Supplied passage -
<<<<

Hydroponic “Organic” is Illegal

 

Use of the word “organic” on products that do not comply with the Organic Foods Production Act (OFPA) and the National Organic Program Final Rule (NOP) is illegal. The NOSB recommended against “hydroponic” products being labeled a “organic” on numerous occasions. Neither OFPA nor the NOP have been amended to allow for the products of soilless production systems being labeled as organic. Federal organic hydroponic standards have not been issued, following notice and comment rulemaking.

 

Companies who make “organic” claims on products produced using soilless systems should be ordered to remove the word “organic” from their products, or face prosecution for violating OFPA, since they are committing fraud. Certifying agents who certify soilless production systems as “organic” should be ordered to discontinue such activities or face loss of USDA accreditation.

 

As the legal basis for this position, one needs to look no further than the plain language of OFPA and the NOP Final Rule.

 

OFPA Section 6513 “Organic Plan” states:

“(b)(1) Soil Fertility. An organic plan shall contain provisions designed to foster soil fertility, primarily through the management of the organic content of the soil through proper tillage, crop rotation, and manuring.

(g) Limitation on Content of Plan. An organic plan shall not include any production or handling practices that are inconsistent with this chapter.”

>>>>

Given information -
<<<<

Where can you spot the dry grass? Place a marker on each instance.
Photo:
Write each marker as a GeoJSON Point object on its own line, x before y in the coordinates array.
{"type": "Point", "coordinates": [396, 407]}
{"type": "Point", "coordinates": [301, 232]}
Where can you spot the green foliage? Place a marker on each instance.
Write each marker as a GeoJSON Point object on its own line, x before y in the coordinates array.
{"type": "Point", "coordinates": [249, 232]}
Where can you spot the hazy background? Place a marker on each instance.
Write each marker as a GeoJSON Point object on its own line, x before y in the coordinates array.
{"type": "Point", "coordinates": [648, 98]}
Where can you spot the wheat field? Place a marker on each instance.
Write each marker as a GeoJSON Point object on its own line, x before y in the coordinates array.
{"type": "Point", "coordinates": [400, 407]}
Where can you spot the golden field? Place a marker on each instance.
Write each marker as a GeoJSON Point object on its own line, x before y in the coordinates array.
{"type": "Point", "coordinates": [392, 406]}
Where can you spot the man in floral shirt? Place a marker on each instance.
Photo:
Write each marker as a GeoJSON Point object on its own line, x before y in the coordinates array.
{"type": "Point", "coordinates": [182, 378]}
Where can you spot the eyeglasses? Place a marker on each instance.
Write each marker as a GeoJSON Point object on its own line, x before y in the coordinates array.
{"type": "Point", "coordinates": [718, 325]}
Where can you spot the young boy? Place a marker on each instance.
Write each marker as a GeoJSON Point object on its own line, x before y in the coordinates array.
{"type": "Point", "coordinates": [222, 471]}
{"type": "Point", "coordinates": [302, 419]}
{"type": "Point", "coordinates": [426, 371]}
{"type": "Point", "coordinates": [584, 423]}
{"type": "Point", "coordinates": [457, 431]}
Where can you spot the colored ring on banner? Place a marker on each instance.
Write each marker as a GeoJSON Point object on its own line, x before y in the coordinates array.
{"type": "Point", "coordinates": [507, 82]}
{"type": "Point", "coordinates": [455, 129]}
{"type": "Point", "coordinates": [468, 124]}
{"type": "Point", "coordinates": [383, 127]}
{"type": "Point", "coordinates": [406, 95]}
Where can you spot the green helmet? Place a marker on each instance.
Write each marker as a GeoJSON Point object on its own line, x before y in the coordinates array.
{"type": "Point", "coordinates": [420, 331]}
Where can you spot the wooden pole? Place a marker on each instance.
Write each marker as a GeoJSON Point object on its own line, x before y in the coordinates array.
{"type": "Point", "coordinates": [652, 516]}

>>>>

Pick up the article on hydroponic "organic" labels right after its last sentence and keep writing it.

Task answer -
Soilless production systems do not foster soil fertility or build soil organic matter content, as required by OFPA. Organic plans for soilless operations, by definition, include production practices that are inconsistent with OFPA since they are based solely on input use instead of implementing an soil fertility program that builds soil organic matter.

 

The NOP Final Rule, Section 205.200 “General” states:

“The producer or handler of a production or handling operation intending to sell, label, or represent agricultural products as “100 percent organic,” “organic,” or “made with organic (specified ingredients or food group(s))” must comply with the applicable provisions of this subpart. Production practices implemented in accordance with this subpart must maintain or improve the natural resources of the operation, including soil and water quality.”

 

Soilless production systems do not comply with NOP 205.200, since they do not maintain or improve the natural resources of the operation including soil quality.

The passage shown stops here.